--- Start of EXCERPTED DATA ---

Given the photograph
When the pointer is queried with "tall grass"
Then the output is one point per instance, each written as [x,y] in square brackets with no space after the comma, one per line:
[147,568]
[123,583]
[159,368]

--- End of EXCERPTED DATA ---

#### [TASK DETAILS]
Return the lines of the material verbatim.

#### [SOLUTION TO THIS TASK]
Given the photograph
When the pointer is queried with "tall grass"
Then the output is one point per instance, each written as [x,y] in square brackets with no space after the comma, one per line:
[147,568]
[123,583]
[159,368]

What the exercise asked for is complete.